Selection
The idea that the Constitution left the President able to manage “the business of intelligence” without legislative involvement was clearly expressed in the Federalist papers. 57 And, as the FISA Court of Review noted in 2002, every court to decide the issue held the President has this constitutional power. 58 The unanimous FISA Court of Review “assum[ed]” the President had the authority to conduct warrantless searches to obtain foreign intelligence information, and noted that if that were true then FISA could not constitutionally usurp that constitutional power. 59
The Supreme Court is not supposed to resolve constitutional issues that are not necessary to decide pending cases.60 But the fact that in both Katz and Keith the Court majority expressly excluded warrantless foreign intelligence searches from its holdings is significant. And between 1967 and 1980 no less than five appellate court decisions affirming the President’s constitutional power to authorize warrantless foreign intelligence wiretaps were appealed to the Supreme Court, and not once did the Court grant certiorari. 61 While one must be cautious about drawing inferences from a decision by the Court not to grant certiorari, surely if four justices had believed that American presidents might be violating the Bill of Rights they would have voted to hear at least one of these cases. When all three branches of government are in accord on the meaning of the Constitution, Senator Kennedy’s use of the adjective “so-called” seems highly inappropriate.

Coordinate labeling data
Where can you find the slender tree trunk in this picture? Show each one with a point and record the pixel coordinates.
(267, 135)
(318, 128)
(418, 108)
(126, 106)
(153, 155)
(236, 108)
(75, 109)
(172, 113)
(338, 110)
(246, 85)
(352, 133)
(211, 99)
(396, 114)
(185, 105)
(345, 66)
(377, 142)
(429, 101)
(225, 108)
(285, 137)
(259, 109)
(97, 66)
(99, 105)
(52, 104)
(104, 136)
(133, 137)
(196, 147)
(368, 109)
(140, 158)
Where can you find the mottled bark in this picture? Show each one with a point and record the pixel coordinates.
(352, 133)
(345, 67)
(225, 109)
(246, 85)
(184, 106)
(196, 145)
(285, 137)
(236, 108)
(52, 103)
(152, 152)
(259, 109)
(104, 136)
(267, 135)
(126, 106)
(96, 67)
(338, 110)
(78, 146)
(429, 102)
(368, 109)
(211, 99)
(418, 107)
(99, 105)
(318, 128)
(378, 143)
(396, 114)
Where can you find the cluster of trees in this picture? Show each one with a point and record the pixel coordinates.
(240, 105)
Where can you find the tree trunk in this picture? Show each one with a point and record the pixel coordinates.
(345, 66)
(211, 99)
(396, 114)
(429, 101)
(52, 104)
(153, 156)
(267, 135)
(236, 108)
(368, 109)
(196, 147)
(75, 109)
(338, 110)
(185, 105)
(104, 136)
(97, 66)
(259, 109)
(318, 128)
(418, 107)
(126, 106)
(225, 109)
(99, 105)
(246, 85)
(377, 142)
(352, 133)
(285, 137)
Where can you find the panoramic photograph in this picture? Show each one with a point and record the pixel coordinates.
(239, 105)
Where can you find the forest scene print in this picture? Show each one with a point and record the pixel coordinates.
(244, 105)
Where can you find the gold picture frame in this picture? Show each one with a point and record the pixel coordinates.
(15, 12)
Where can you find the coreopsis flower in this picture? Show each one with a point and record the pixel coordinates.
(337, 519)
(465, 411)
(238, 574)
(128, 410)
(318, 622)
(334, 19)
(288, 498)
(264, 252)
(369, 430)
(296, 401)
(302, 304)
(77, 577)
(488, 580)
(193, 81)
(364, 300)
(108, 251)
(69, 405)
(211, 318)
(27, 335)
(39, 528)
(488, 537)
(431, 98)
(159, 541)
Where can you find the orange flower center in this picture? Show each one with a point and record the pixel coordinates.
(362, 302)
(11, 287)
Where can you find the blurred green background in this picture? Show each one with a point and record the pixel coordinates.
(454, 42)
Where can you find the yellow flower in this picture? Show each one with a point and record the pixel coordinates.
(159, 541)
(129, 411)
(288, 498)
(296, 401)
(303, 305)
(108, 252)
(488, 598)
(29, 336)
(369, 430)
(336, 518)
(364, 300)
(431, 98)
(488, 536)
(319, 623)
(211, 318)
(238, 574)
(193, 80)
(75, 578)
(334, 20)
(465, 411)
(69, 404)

Your instructions
Answer these questions about the passage on warrantless foreign intelligence searches:
(a) In what year did the FISA Court of Review note that every court to decide the issue held the President has this constitutional power?
(b) Between which years were appellate decisions affirming this power appealed to the Supreme Court without the Court granting certiorari?
(c) Whose use of the adjective "so-called" does the passage call highly inappropriate?

Expected answer
(a) 2002
(b) Between 1967 and 1980
(c) Senator Kennedy's